**What the task asks**
Update the listing below by swapping every "wedge" for "slice" and leaving all else as it is. Don't include the pictures in your answer.
:::::
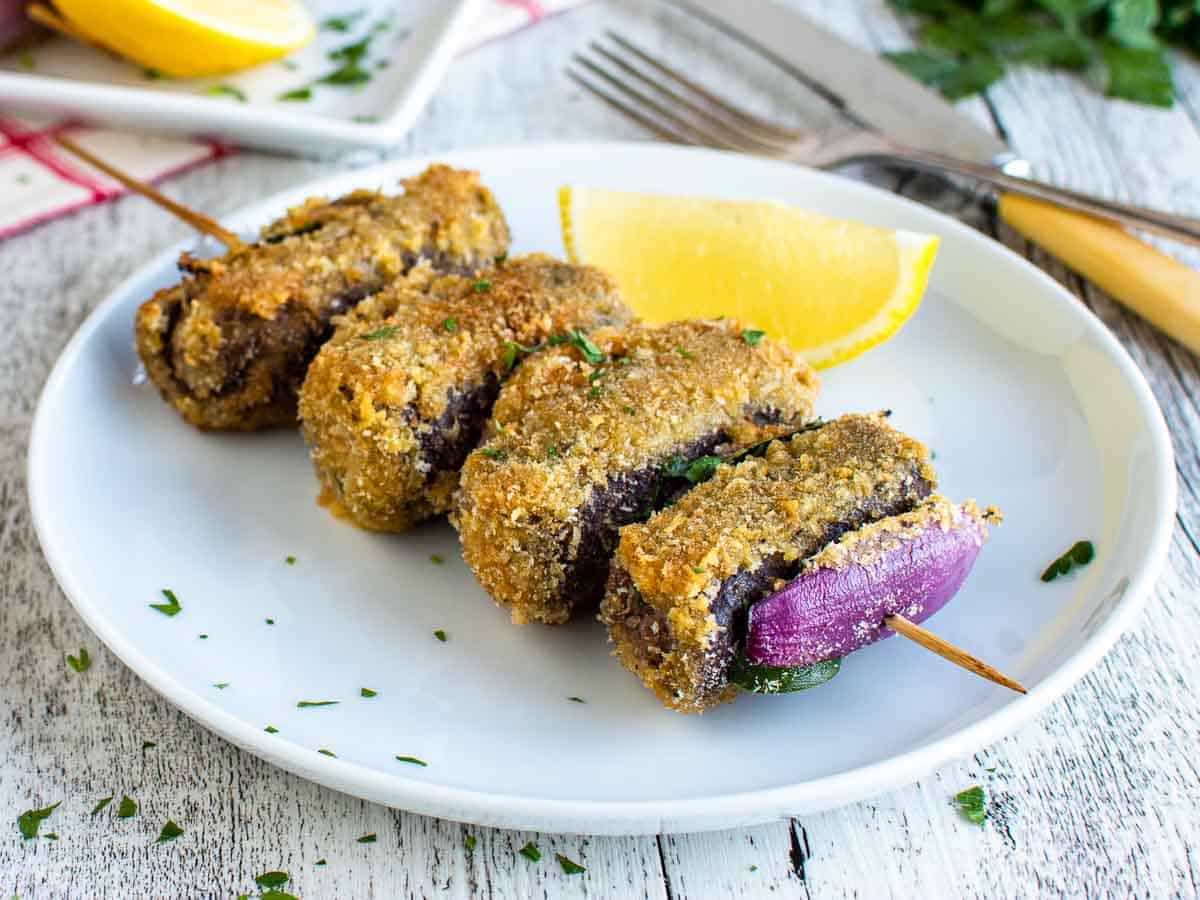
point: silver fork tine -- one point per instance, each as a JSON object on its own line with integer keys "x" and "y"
{"x": 735, "y": 131}
{"x": 765, "y": 131}
{"x": 696, "y": 135}
{"x": 621, "y": 106}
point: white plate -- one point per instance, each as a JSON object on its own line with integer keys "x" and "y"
{"x": 64, "y": 78}
{"x": 1024, "y": 396}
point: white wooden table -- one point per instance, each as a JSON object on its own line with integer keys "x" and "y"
{"x": 1098, "y": 797}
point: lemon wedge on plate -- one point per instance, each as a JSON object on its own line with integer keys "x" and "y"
{"x": 831, "y": 288}
{"x": 192, "y": 37}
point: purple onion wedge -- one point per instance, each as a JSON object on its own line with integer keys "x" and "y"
{"x": 909, "y": 564}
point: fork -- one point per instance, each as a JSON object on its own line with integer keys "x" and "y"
{"x": 677, "y": 108}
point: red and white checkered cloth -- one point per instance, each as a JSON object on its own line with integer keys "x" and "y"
:::::
**Full response**
point: silver fork tine -- one point per instance, each as a JSON object on its own line with integer keys "x" and "y"
{"x": 735, "y": 131}
{"x": 765, "y": 131}
{"x": 696, "y": 135}
{"x": 621, "y": 106}
point: white plate -- one point per instance, each as a JSON object on its own line with integer keys "x" and "y"
{"x": 64, "y": 78}
{"x": 1024, "y": 396}
point: white wooden table -- one point per instance, each as a JSON object on its own line with integer keys "x" and "y"
{"x": 1098, "y": 797}
point: lemon slice on plate -- one point per instance, each as a JSON object on its own line with integer keys "x" and "y"
{"x": 831, "y": 288}
{"x": 192, "y": 37}
point: purple onion slice -- one point per instance, each as a JSON object on its own line with integer keys "x" and "y"
{"x": 909, "y": 564}
point: fork -- one point per instance, each as a JSON object on its own line with integer keys "x" and "y"
{"x": 677, "y": 108}
point: red and white checkered cloth -- one point per instance, each as a JSON object on its own line with integer keys "x" and "y"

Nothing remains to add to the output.